#### [Task to complete]
Pick out every line of the items that contains the word "what" and copy each one. Case counts.

#### [Data shown]
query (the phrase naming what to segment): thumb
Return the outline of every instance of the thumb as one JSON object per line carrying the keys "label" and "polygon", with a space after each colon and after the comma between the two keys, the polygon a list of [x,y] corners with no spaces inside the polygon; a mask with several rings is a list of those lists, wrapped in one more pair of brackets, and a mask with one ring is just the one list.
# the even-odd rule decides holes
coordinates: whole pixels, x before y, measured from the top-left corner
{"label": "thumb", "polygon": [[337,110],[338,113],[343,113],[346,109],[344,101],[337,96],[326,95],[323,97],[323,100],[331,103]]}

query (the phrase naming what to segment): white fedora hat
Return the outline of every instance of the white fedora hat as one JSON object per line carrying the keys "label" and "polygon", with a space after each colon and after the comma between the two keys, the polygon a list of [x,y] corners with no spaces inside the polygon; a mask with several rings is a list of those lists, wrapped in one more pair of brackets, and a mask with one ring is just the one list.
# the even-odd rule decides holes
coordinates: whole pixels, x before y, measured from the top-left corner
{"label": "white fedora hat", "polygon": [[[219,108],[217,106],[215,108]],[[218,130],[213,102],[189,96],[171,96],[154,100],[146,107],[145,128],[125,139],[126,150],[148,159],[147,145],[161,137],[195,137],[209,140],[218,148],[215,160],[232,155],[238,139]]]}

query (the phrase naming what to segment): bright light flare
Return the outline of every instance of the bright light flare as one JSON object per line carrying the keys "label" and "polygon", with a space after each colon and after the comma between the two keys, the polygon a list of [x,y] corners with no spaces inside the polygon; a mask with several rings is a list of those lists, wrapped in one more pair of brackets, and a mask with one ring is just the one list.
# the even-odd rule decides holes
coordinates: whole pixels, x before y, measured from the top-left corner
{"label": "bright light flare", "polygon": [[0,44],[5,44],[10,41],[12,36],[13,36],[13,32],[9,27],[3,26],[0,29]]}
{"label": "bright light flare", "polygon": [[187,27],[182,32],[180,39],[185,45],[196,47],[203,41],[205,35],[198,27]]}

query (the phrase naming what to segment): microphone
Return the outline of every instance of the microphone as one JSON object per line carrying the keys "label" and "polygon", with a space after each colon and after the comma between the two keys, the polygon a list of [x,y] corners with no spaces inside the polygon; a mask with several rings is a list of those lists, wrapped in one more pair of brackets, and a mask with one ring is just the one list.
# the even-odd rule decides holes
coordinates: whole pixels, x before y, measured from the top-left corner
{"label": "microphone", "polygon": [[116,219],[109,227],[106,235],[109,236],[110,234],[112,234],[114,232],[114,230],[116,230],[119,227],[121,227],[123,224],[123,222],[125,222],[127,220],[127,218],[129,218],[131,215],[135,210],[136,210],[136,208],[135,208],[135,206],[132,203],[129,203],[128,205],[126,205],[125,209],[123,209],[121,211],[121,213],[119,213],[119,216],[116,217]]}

#### [Response]
query (the phrase naming what to segment): thumb
query (the phrase naming what to segment): white fedora hat
query (the phrase naming what to segment): bright light flare
query (the phrase naming what to segment): microphone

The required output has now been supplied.